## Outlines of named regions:
[Start]

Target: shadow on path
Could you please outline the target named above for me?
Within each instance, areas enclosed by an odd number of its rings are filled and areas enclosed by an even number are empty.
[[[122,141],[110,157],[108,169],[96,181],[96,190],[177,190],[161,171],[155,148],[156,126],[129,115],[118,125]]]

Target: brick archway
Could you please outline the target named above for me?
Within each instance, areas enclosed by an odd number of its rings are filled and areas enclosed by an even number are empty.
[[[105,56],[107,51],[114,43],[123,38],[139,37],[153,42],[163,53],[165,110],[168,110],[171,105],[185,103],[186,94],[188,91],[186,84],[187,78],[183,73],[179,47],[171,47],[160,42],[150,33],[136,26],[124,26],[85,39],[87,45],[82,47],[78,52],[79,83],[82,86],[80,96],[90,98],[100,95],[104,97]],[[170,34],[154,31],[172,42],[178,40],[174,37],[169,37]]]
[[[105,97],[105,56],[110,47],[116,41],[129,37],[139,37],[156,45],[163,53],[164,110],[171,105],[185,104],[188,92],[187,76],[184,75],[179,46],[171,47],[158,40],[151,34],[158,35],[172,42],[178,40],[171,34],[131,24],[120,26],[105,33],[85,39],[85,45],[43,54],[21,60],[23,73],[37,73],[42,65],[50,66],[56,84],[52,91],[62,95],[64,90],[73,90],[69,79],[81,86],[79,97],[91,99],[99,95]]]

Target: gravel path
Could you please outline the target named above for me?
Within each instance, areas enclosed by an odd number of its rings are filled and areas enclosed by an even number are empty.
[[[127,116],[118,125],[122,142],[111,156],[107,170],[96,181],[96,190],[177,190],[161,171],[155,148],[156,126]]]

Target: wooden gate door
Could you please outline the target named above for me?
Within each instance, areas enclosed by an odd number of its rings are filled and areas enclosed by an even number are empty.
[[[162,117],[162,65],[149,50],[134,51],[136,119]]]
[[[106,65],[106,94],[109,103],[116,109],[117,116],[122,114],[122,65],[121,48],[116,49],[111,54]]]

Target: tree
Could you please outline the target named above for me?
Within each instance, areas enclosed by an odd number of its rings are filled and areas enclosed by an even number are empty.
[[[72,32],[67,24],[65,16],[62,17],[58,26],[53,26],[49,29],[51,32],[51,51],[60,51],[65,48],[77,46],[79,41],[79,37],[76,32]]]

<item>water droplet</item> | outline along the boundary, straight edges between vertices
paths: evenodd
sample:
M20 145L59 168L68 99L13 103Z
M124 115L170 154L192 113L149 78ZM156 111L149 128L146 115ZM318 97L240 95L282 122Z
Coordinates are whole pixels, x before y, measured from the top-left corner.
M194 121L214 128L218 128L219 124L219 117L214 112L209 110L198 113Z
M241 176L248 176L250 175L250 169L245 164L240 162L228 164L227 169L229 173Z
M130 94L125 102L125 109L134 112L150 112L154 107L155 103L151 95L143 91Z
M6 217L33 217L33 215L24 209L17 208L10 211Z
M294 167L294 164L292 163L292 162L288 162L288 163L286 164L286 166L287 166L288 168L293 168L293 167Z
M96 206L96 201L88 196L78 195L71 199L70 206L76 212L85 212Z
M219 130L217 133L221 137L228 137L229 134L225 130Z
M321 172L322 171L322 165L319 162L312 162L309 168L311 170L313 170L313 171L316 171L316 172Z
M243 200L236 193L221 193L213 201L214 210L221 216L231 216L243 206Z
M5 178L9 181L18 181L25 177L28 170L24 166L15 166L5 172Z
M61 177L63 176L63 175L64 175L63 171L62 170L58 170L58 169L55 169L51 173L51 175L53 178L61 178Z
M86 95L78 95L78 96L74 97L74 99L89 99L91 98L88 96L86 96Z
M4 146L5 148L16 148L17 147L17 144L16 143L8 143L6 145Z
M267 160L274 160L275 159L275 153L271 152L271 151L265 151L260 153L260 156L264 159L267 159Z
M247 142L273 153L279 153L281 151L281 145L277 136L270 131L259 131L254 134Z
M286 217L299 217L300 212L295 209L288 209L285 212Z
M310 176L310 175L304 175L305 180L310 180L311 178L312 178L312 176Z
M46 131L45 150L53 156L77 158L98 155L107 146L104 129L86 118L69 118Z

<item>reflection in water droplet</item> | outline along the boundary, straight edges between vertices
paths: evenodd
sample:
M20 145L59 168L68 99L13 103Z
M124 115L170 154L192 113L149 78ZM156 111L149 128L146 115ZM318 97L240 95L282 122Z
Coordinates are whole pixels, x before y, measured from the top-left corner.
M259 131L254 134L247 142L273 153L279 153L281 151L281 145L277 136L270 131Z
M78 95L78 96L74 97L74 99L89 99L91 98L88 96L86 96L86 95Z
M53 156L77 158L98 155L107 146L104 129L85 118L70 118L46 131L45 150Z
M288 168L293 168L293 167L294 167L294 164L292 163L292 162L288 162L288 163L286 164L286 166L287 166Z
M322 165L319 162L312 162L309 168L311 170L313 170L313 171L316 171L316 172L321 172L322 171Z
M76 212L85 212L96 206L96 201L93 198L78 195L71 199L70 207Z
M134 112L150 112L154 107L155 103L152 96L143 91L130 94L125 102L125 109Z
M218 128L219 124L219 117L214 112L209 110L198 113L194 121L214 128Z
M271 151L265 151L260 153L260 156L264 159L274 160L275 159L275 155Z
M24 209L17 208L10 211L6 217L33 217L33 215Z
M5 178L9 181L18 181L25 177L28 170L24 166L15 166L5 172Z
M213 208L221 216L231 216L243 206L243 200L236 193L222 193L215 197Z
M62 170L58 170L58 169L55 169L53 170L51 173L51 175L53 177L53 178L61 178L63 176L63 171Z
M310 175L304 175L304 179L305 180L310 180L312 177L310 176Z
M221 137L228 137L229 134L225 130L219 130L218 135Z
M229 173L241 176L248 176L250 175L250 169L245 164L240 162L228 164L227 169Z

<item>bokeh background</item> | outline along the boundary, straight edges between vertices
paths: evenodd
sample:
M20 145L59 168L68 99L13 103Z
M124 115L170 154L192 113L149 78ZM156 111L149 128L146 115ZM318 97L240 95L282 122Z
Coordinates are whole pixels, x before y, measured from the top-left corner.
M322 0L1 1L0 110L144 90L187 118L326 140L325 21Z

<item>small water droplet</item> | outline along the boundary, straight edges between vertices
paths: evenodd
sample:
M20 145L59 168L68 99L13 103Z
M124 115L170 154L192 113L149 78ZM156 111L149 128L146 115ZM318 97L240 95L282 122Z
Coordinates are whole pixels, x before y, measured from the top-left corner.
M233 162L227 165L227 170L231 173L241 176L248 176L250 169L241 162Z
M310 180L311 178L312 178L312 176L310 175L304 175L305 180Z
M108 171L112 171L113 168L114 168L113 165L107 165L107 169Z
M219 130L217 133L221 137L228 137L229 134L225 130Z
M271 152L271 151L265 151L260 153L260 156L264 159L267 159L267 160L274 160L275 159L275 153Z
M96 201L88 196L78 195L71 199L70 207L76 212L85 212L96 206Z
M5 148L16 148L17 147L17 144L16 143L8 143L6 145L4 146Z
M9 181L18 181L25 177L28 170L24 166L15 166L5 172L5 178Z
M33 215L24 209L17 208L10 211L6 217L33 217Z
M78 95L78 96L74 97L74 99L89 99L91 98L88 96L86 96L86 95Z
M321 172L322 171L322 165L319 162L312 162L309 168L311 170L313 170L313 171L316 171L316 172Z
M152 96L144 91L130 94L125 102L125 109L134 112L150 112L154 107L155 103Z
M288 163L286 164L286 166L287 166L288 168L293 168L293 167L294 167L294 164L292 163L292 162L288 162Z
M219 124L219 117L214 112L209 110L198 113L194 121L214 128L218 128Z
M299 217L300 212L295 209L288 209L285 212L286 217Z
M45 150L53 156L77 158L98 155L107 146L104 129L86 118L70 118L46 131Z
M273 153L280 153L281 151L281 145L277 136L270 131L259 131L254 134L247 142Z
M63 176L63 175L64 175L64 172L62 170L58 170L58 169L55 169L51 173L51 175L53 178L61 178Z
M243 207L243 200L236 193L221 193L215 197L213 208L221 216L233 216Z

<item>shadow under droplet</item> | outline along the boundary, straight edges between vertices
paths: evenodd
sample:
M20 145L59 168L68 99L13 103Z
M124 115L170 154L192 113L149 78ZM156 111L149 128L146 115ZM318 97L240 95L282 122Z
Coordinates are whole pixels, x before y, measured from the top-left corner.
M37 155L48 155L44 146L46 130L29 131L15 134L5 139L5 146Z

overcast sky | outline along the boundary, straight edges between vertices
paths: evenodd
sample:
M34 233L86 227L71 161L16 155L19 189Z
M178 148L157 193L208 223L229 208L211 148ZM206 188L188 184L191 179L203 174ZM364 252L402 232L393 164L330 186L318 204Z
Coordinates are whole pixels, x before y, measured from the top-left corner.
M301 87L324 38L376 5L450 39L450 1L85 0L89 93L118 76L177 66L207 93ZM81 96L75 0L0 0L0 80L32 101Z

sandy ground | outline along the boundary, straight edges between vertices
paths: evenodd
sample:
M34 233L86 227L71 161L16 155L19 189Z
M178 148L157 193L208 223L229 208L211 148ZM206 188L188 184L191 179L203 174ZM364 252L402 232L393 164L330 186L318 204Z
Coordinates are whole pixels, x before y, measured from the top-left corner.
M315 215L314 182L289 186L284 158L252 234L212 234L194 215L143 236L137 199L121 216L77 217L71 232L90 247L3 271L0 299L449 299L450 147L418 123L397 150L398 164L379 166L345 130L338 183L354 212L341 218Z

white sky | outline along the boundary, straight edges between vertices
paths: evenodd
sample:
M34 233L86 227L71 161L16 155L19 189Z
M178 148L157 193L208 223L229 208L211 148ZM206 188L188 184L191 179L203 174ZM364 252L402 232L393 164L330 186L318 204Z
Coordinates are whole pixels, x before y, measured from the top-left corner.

[End]

## GOAL:
Reproduce word for word every line from the one containing "sandy ground |" through the final line of the items, including both of those lines.

## COMPLETE RESPONSE:
sandy ground | outline along the boundary, straight edges between vertices
paths: evenodd
sample:
M34 233L86 227L71 161L16 155L19 189Z
M178 148L157 193L208 223L229 208L211 148ZM206 188L188 184L191 179L203 174ZM364 252L402 232L393 164L330 186L318 204Z
Coordinates are whole pixels, x before y, measured from the top-left corner.
M315 215L314 182L289 186L284 158L252 234L212 234L194 215L143 236L137 199L121 216L77 217L71 232L90 247L3 271L0 299L449 299L450 147L418 123L397 150L398 164L379 166L345 130L338 183L354 212L341 218Z

white sky | outline along the boundary, straight edges between vertices
paths: evenodd
sample:
M34 233L86 227L71 161L16 155L19 189Z
M178 148L157 193L208 223L229 208L211 148ZM206 188L188 184L191 179L203 174ZM364 252L402 232L393 164L330 186L318 204Z
Coordinates are whole pixels, x before y, measured from the top-left corner.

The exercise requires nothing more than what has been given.